이름 붙은 대상 위치 찾기 기록
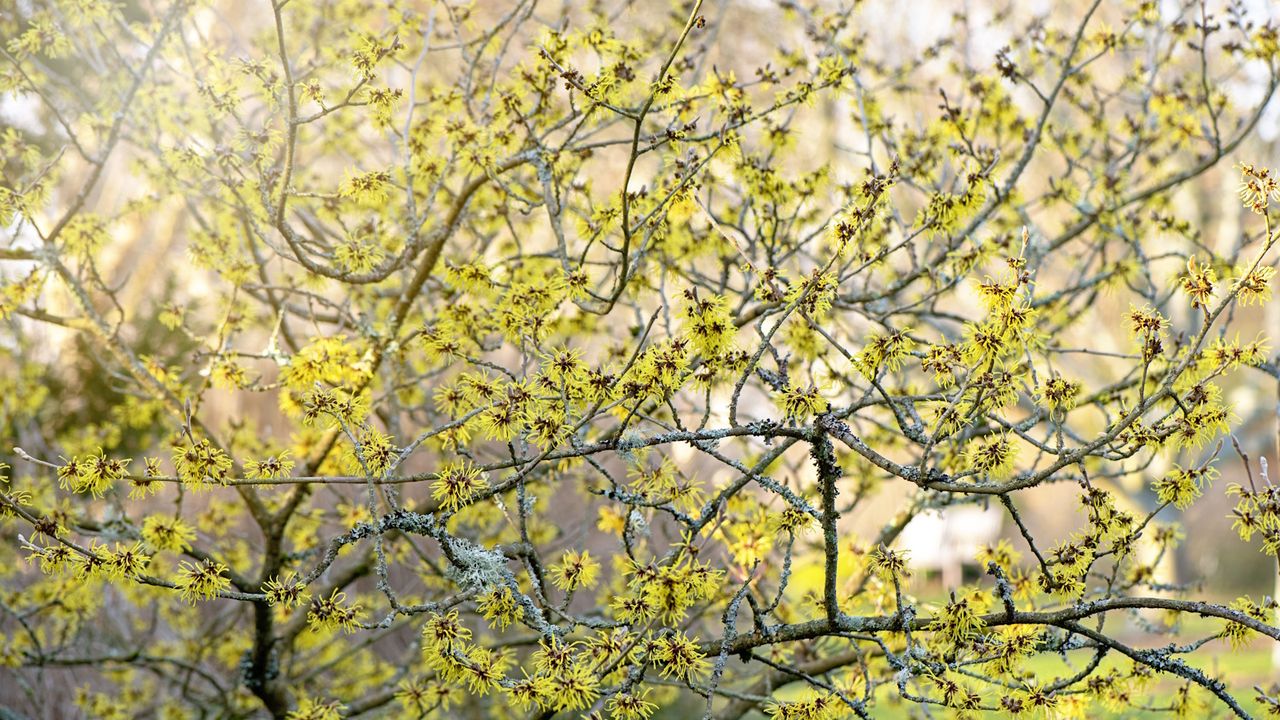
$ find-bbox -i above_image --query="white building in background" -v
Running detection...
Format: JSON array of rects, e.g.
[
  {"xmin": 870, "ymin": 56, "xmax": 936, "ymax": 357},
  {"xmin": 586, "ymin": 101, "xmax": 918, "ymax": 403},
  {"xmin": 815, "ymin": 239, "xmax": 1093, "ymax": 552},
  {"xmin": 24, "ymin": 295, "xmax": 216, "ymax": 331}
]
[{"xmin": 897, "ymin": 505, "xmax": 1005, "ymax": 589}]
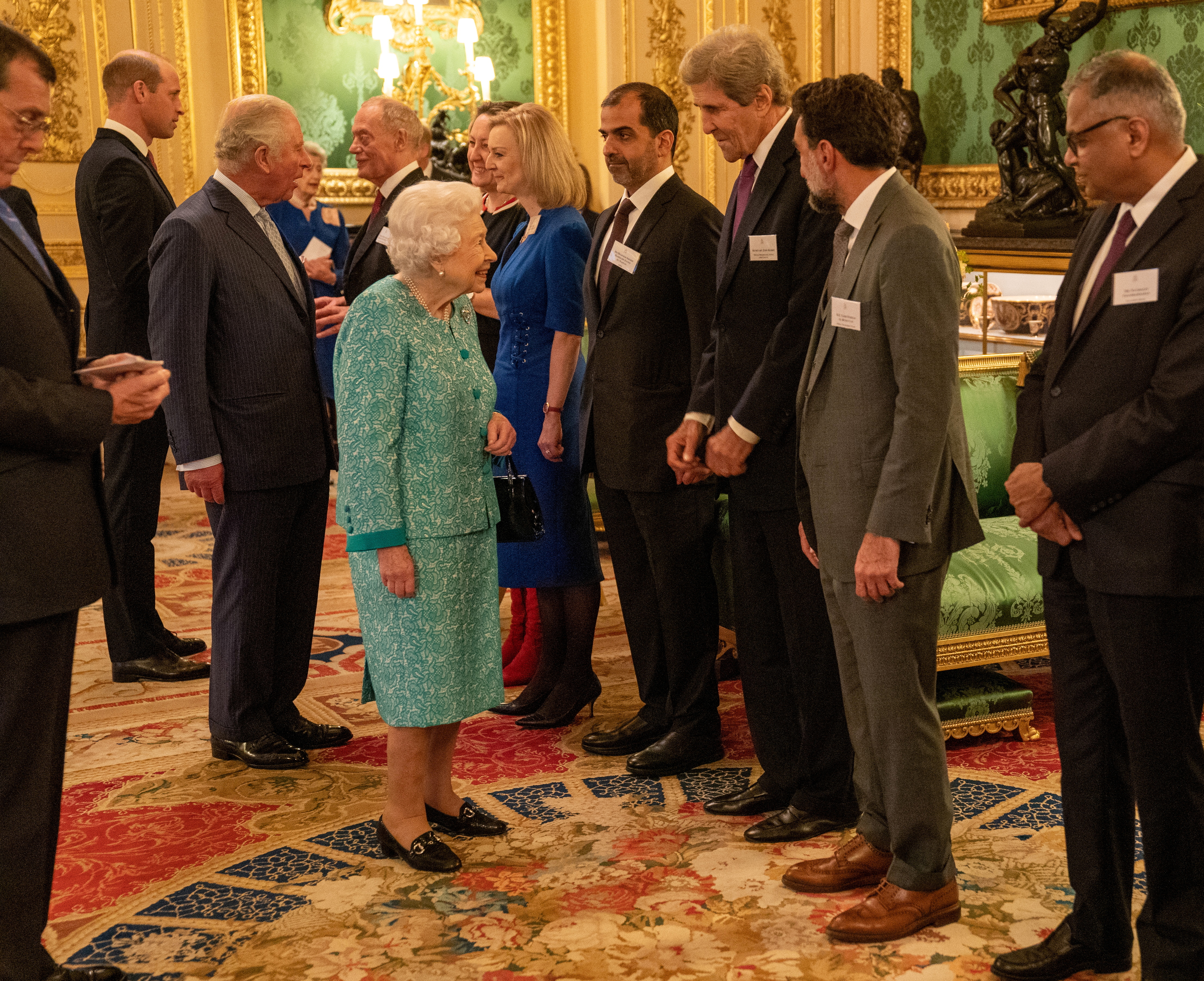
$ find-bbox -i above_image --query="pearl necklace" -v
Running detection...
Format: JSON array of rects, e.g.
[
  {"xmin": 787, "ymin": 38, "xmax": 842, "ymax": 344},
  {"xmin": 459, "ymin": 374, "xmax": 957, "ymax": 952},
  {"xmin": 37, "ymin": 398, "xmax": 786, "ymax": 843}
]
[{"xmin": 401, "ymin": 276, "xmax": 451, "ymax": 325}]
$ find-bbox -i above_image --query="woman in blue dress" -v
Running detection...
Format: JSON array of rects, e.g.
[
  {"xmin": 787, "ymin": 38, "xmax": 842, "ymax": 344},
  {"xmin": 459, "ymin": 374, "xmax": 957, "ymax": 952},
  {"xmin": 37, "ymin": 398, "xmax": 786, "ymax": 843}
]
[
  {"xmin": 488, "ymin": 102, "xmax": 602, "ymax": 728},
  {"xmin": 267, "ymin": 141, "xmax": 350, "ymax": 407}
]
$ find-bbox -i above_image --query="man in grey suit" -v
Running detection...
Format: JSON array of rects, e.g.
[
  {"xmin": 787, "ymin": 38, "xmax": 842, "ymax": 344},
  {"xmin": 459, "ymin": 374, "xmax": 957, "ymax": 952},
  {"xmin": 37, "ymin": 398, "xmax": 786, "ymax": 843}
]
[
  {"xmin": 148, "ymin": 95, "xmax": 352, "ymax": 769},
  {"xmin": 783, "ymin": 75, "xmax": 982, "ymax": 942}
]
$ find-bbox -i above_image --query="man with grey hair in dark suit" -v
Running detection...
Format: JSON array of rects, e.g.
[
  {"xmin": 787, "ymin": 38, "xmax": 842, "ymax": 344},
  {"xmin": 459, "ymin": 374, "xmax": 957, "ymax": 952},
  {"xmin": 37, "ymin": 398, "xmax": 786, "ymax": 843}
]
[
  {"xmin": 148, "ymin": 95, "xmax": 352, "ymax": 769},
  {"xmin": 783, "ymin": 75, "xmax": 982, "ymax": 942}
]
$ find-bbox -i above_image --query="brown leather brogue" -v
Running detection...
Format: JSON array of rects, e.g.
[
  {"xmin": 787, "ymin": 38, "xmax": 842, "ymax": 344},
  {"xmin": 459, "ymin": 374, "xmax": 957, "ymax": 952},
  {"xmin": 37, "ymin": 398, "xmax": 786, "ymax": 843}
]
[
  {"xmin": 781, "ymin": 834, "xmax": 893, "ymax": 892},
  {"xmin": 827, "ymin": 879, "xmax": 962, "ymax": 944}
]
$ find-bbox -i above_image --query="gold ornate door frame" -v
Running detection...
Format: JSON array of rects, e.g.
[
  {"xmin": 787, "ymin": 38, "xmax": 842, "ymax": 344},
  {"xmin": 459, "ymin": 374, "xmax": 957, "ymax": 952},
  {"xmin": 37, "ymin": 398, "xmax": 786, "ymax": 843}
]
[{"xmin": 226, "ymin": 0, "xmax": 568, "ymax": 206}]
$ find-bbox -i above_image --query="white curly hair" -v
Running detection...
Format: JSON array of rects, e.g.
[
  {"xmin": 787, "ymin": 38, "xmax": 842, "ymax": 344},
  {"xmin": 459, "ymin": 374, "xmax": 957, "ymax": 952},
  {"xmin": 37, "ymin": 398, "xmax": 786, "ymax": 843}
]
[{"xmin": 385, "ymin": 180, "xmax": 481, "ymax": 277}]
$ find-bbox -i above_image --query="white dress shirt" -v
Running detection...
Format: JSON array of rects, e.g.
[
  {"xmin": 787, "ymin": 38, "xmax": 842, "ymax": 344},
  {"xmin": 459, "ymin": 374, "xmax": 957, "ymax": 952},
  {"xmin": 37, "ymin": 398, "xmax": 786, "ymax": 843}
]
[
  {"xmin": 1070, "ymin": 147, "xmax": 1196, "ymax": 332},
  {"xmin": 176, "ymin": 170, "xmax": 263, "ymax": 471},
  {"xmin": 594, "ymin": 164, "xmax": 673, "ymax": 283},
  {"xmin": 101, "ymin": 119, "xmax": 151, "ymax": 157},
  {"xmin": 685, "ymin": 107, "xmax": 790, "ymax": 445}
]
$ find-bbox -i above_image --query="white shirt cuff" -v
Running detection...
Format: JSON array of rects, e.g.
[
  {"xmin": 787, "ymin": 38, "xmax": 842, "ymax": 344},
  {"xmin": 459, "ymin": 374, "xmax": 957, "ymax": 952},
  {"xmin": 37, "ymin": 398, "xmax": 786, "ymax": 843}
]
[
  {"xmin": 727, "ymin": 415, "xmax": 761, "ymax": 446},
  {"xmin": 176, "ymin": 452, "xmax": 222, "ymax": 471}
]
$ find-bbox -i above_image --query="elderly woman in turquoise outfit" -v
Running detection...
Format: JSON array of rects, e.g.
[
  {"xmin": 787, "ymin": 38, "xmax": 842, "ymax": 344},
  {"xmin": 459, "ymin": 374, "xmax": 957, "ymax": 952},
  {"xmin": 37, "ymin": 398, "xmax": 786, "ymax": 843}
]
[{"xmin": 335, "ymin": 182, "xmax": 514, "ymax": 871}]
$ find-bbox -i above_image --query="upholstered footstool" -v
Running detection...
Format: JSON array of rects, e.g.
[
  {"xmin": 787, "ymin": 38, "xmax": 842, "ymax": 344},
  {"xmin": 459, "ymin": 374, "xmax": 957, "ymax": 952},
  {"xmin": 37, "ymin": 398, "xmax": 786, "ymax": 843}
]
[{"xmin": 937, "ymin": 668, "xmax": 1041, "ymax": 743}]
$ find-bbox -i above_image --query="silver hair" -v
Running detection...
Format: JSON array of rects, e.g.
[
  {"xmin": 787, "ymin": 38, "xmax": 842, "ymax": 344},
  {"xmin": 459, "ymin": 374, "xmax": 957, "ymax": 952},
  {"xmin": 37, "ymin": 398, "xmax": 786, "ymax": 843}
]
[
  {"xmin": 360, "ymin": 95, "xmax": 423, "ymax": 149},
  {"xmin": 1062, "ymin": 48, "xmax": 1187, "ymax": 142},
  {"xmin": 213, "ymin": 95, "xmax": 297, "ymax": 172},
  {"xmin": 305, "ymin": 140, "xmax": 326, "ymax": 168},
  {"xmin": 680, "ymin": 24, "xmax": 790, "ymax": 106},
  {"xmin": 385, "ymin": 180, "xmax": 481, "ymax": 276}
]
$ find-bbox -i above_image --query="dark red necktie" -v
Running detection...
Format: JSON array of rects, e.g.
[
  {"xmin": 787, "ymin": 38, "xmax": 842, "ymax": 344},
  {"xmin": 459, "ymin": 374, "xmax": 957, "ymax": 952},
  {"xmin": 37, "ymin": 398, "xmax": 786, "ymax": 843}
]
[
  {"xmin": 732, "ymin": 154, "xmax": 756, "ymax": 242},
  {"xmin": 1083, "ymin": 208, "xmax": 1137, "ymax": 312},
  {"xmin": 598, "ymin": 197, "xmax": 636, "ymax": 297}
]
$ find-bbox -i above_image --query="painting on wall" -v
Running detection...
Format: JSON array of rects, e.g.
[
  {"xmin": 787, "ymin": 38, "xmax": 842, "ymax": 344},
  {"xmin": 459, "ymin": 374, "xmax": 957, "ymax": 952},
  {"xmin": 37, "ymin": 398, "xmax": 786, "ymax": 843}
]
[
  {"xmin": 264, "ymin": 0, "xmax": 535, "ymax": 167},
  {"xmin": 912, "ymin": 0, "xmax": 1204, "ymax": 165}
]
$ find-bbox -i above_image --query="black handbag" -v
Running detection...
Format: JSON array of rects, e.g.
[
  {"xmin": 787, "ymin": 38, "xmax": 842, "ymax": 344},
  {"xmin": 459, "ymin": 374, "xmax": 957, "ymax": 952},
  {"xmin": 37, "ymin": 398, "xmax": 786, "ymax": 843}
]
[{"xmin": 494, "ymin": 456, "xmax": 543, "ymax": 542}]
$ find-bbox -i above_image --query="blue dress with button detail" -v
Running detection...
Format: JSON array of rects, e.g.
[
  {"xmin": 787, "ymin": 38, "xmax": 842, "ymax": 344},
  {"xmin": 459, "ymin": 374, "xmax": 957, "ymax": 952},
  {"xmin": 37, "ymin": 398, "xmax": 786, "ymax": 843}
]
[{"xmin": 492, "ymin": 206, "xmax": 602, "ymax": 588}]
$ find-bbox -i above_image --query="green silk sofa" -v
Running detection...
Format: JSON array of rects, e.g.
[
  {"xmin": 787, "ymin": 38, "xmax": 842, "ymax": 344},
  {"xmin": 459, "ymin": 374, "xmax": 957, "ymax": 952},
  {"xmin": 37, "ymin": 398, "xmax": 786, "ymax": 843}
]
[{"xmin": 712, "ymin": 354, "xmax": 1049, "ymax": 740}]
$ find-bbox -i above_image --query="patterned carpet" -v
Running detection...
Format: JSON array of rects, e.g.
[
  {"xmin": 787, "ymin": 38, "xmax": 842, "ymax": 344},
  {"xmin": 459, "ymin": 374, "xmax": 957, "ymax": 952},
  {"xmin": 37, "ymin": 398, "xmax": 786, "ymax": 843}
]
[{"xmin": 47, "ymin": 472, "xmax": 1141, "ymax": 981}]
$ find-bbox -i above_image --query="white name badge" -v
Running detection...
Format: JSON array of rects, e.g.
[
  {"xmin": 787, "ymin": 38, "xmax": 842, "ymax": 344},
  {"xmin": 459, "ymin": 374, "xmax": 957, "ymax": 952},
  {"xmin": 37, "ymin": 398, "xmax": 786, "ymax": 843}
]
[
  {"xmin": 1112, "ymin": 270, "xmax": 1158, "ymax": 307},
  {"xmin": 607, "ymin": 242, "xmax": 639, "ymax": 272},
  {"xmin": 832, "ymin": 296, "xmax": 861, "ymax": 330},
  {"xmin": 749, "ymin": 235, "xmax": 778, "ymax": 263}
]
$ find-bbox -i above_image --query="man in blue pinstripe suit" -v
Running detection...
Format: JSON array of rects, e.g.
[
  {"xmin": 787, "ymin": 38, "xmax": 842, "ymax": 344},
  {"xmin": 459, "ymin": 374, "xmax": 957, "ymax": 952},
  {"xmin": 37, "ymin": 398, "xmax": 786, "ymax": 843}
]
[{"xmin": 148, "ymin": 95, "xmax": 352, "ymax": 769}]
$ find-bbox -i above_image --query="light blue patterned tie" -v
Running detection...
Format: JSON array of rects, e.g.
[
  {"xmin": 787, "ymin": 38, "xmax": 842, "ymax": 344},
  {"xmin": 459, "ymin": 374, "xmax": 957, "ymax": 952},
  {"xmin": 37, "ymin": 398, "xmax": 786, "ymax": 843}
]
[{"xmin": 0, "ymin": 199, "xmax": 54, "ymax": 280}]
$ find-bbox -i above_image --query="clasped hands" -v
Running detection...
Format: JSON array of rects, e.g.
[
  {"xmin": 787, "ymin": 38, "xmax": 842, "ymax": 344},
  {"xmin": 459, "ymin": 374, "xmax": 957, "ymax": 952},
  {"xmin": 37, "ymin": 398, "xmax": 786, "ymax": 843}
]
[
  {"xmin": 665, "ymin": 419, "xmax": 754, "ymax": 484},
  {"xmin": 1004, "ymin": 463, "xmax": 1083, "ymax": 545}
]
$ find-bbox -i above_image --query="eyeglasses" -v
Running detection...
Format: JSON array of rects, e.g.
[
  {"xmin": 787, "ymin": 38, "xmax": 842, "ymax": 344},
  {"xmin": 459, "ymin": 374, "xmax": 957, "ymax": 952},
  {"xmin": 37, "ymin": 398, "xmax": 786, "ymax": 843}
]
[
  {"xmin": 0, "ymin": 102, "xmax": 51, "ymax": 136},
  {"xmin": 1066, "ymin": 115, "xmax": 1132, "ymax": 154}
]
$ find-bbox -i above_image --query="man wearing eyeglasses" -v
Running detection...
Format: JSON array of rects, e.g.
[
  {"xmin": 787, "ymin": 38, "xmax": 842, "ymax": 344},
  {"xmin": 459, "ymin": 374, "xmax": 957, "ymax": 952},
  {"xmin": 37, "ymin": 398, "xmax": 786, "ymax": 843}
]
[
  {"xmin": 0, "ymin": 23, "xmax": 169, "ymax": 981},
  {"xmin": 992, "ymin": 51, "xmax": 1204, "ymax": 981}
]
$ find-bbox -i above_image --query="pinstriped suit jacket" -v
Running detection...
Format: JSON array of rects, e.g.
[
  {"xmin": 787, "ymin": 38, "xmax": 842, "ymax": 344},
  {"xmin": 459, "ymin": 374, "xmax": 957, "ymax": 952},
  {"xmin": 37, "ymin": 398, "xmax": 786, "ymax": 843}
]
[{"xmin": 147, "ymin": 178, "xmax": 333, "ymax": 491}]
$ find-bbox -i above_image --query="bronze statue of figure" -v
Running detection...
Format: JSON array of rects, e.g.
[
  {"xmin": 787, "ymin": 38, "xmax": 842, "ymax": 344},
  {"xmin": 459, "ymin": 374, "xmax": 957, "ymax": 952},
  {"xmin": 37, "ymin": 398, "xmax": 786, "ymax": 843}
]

### [작업 지시]
위 기록에서 "suit"라는 문자열이 들어 있는 줄을 모두 뽑아 옮겨 적으세요. 대소문자를 구분합니다.

### [최종 결과]
$ find-bbox -i above_image --query="man in grey suit" -v
$ find-bbox -i above_image --query="man with grey hair in dark suit" -v
$ find-bbox -i above_image --query="man in blue pinstripe suit" -v
$ find-bbox -i above_image --query="pinstriped suit jacket" -v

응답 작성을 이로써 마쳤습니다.